- [Texte fourni]:
>>

Gonzague de Vallois (Gameloft) "Le rich gaming est un relais de croissance pour Gameloft"

L'éditeur de jeux sur mobile a connu une forte progression de ses revenus grâce à l'iPhone. Son vice-président explique les conséquences de l'explosion du smartphone sur son activité.

JDN. En créant Gameloft en 2000, Michel Guillemot affirmait que le mobile deviendrait la plate-forme de jeux la plus répandue. Dix ans plus tard, Gameloft partage-t-il toujours ce constat ? 

Gonzague de Vallois. Cette vision de départ était un peu en avance, mais elle est aujourd'hui en train de se réaliser, principalement grâce aux smartphones et en particulier grâce à l'iPhone. Pour la première fois, le téléphone mobile a permis de réaliser des jeux qui rivalisaient avec les consoles portables, ce que nous appelons le "rich gaming". Sur le seul troisième trimestre, nous avons publié un chiffre d'affaires de 35 millions d'euros. Nous vendons 7 millions de jeux par mois, soit plus de 80 millions de jeux par an, dans plus de 100 pays dans le monde. Gameloft emploie aujourd'hui 4 000 personnes.

Quel impact l'iPhone a-t-il eu sur l'activité de Gameloft ? 

Depuis 2008, le marché a connu une réelle explosion en Europe et Amérique du Nord. Aujourd'hui, un quart de notre chiffre d'affaires est réalisé grâce à Apple, iPad et iPhone confondus. Sur les neuf premiers mois de l'exercice 2010, le chiffre d'affaires que nous réalisons sur l'App Store a progressé de 80 %. L'iPhone a donc clairement accéléré notre croissance.

<<

- [Exercice 1]: Traduisez en anglais cette phrase de l'entretien sur Gameloft : « L'iPhone a donc clairement accéléré notre croissance. »
- [Exercice 2]: Poursuivez l'entretien sur Gameloft à partir de sa dernière phrase.
Les entrées qui suivent forment un matériau distinct de l'entretien sur Gameloft.

- [Données fournies]:
>>

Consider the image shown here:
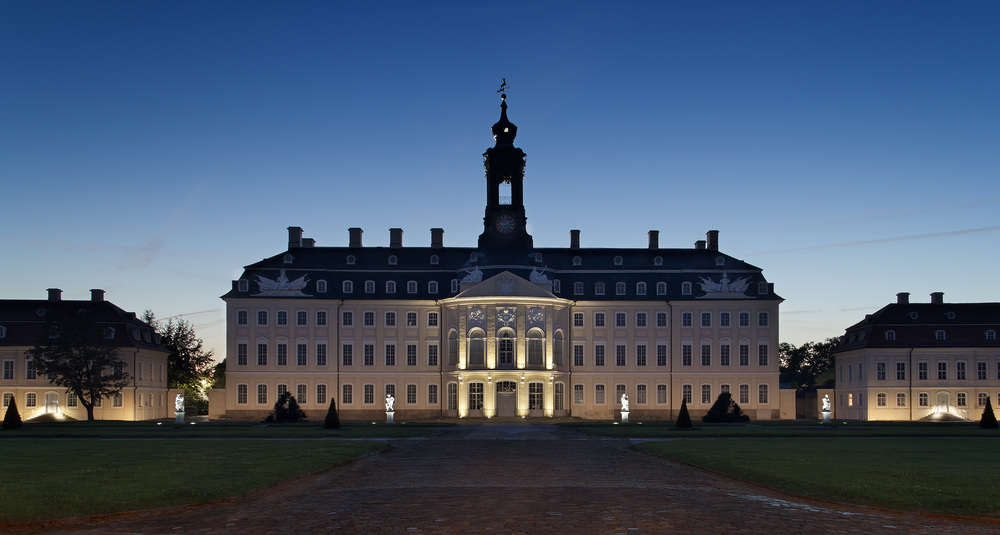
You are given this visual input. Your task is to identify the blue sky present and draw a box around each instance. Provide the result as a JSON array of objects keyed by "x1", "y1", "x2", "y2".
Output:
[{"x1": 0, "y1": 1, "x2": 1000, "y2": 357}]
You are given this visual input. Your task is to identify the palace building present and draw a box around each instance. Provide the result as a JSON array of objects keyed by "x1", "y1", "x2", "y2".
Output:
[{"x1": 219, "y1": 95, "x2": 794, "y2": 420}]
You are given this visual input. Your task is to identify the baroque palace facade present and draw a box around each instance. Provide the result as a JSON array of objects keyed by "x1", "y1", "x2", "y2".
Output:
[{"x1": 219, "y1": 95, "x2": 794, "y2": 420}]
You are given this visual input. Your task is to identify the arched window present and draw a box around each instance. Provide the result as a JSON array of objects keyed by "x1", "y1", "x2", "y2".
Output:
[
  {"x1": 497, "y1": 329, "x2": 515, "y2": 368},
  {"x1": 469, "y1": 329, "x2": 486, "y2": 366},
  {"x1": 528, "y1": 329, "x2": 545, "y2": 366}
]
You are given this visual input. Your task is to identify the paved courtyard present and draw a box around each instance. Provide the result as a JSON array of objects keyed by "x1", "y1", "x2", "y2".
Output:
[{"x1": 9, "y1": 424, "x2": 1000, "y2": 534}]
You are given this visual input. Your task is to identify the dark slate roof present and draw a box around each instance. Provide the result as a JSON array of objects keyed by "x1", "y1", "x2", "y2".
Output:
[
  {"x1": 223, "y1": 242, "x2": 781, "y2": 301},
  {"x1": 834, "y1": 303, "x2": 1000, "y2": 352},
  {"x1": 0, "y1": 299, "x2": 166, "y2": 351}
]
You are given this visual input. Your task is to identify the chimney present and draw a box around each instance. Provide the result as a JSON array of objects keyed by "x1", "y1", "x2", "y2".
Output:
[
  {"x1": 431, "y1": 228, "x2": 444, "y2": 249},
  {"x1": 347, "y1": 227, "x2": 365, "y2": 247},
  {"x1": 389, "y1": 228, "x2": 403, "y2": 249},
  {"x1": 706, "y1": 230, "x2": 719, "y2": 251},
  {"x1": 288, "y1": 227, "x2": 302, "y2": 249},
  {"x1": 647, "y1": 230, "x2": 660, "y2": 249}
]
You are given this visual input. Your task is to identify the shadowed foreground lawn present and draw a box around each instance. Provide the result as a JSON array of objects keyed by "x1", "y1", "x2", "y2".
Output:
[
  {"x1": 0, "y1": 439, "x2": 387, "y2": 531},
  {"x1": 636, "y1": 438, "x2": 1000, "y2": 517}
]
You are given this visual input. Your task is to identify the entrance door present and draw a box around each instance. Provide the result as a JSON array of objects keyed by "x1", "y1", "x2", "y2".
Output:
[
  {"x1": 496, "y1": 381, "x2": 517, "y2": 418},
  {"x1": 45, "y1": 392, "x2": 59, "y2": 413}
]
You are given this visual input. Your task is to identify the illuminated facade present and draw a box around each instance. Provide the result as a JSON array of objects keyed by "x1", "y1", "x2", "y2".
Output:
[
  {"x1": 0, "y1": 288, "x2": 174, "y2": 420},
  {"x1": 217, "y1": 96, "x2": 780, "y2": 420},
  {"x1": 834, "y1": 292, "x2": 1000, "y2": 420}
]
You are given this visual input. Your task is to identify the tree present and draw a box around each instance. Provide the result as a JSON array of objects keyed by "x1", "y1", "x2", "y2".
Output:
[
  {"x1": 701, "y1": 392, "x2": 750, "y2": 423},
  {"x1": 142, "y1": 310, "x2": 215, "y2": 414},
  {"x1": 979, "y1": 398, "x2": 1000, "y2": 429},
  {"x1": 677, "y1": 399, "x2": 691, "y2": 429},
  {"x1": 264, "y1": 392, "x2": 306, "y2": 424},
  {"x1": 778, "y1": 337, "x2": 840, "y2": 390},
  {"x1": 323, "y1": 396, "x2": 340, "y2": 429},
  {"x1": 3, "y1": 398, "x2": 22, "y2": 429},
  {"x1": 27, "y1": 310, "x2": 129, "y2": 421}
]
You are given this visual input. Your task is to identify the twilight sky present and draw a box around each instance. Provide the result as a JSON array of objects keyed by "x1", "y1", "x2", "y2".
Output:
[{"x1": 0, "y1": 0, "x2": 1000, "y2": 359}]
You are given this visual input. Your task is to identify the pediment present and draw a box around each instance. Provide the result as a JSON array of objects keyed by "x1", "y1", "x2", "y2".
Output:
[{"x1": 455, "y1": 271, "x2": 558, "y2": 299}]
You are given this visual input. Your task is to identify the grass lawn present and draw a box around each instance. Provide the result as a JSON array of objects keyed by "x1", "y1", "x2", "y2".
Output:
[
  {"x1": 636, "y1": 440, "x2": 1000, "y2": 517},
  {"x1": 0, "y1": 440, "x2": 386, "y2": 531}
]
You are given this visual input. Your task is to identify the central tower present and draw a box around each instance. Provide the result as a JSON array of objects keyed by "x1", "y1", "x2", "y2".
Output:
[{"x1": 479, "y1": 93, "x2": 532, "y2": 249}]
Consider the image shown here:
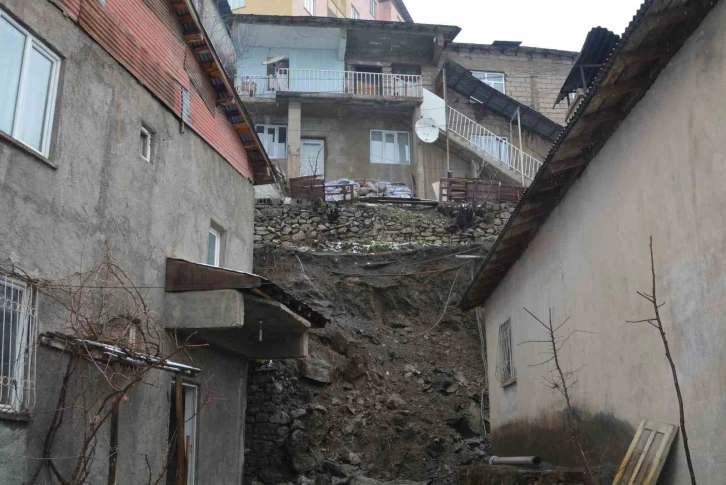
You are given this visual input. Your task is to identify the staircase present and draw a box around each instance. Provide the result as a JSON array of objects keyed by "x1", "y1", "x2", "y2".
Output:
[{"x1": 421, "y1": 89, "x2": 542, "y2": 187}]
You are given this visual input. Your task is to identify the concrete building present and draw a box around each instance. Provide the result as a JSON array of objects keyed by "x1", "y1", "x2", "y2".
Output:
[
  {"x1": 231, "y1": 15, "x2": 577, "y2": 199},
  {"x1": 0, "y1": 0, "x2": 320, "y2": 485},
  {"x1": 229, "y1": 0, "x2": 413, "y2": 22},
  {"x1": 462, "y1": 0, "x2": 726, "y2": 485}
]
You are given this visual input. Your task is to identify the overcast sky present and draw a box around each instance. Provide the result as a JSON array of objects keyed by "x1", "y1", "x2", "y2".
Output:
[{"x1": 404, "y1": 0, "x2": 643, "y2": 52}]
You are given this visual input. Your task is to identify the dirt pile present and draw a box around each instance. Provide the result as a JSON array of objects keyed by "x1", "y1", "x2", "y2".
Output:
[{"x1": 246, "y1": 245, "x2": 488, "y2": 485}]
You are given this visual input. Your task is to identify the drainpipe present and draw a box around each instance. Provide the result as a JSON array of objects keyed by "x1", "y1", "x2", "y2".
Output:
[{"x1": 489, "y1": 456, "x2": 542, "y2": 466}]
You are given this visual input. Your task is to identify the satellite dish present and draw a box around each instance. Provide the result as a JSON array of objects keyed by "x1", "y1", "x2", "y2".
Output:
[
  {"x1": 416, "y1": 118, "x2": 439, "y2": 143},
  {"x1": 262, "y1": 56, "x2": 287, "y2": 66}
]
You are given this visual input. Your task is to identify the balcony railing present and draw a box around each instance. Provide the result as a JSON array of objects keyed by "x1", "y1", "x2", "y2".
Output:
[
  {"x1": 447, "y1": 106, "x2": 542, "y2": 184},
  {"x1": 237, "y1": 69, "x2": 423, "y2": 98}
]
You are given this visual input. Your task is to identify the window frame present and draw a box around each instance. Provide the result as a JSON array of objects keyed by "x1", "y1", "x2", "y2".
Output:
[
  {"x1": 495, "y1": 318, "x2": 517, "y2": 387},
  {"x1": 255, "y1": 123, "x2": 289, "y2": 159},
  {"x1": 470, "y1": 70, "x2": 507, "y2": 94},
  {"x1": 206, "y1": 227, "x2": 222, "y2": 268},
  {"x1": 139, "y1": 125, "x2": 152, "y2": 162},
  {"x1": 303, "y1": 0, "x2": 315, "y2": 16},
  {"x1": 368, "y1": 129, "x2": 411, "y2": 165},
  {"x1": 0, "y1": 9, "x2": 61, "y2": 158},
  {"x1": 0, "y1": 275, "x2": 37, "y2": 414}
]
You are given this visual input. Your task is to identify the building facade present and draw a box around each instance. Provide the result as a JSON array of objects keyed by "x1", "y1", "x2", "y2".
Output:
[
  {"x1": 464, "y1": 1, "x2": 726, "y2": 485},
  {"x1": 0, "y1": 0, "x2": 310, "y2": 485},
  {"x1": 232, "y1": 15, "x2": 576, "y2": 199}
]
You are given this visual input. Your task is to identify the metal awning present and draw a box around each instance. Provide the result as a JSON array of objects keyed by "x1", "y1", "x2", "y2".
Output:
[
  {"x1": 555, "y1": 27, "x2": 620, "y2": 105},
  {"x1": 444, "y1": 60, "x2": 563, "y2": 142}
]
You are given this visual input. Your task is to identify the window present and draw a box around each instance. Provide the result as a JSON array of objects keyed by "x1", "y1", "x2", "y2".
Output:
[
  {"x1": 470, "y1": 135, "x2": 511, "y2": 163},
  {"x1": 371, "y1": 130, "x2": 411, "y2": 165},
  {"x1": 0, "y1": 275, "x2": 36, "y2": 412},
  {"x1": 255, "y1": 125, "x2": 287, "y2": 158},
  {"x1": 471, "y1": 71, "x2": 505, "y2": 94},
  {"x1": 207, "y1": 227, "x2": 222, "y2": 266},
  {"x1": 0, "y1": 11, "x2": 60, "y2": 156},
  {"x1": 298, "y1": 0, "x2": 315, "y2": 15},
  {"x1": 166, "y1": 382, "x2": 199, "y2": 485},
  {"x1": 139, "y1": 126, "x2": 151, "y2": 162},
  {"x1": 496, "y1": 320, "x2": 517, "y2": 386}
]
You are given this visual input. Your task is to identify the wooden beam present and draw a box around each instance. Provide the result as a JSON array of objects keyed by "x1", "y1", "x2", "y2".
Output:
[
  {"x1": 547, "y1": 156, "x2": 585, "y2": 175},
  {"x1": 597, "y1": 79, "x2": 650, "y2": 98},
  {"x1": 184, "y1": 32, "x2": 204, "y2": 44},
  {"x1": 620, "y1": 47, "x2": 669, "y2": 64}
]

<<

- [Réponse 1]: The iPhone has therefore clearly accelerated our growth.

- [Réponse 2]:
Ce chiffre d'affaire a-t-il cannibalisé votre activité sur les téléphones classiques ?

Il y a effectivement un phénomène de cannibalisation lié au taux d'équipement croissant de l'iPhone chez les consommateurs. Mais cette adoption du terminal contribue également à un élargissement naturel de notre cible. L'iPhone nous a permis de toucher des consommateurs qui ne jouaient pas auparavant sur leur terminal Java. Outre le terminal en lui-même, cette croissance est aussi due à l'explosion du marché des applications. Auparavant, le marché du jeu sur mobile était davantage perçu comme un marché de spécialistes. Aujourd'hui, les applications sont un phénomène grand public. Et les jeux sont le premier type de programme téléchargé sur les stores.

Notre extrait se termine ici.